Building a more robust profession through Standard 12

Standard 12

Individually and in cooperation with peers, you must uphold and promote the ethical standards of the profession and hold each other accountable for the protection of the public interest.

All professions are bound by a collective aspiration to provide quality services and improve their standards over time. This applies not only to improving one’s own business or practice but to acting in a way that enhances the reputation, impact, and community engagement of all who work in the profession. For financial advisers, this commitment is essential to increasing the confidence of the community, regulators, government, and adviser members in the sector’s standards.

Why professional standards matter

Many different professions have ethical standards governing the behaviour and conduct of those working in it. These are important for several reasons:

  1. Trust and credibility: Ethical standards help build trust between professionals and their clients, colleagues, and the wider public. Adhering to ethical guidelines enhances professionals’ credibility and the reputation of their profession.
  2. Guidance and accountability: These standards provide a clear framework for acceptable behaviour, helping professionals to navigate complex situations and make informed decisions. They also hold professionals accountable for their actions.
  3. Protection of clients and the public: Ethical standards are designed to protect the interests of clients and the public by ensuring that professionals act fairly and responsibly.
  4. Professional integrity: Adhering to ethical standards helps maintain the profession’s integrity. It ensures that all members uphold the same values and principles, which are crucial to the profession’s overall health and sustainability.
  5. Legal and regulatory compliance: Many ethical standards align with legal and regulatory requirements, helping professionals avoid legal issues and ensure compliance with relevant laws.

___

§ Given exercise 1
According to the Standard 12 text, for which professionals is the commitment to improving standards essential to increasing confidence in the sector's standards?

[Labeled-object pointing entries]
___

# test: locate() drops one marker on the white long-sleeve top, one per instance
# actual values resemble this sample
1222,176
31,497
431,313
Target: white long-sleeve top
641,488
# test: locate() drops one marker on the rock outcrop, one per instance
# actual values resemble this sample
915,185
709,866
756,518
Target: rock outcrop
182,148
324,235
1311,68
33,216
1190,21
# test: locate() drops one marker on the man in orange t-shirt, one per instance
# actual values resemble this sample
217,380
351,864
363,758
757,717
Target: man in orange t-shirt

___

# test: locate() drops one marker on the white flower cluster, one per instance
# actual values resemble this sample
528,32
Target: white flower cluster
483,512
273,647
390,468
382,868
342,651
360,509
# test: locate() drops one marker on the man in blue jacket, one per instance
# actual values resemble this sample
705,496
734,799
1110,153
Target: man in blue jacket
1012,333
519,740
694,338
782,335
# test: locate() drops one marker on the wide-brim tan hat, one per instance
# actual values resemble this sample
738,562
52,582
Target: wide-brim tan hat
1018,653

___

§ Given exercise 2
From the rows, copy word for word everything from the line with "# test: locate() drops one marker on the man in orange" to the line with "Target: man in orange t-shirt", including both of those lines.

§ Worked solution 1
Financial advisers.

§ Worked solution 2
# test: locate() drops one marker on the man in orange t-shirt, one per instance
# actual values resemble this sample
217,380
351,864
363,758
757,717
Target: man in orange t-shirt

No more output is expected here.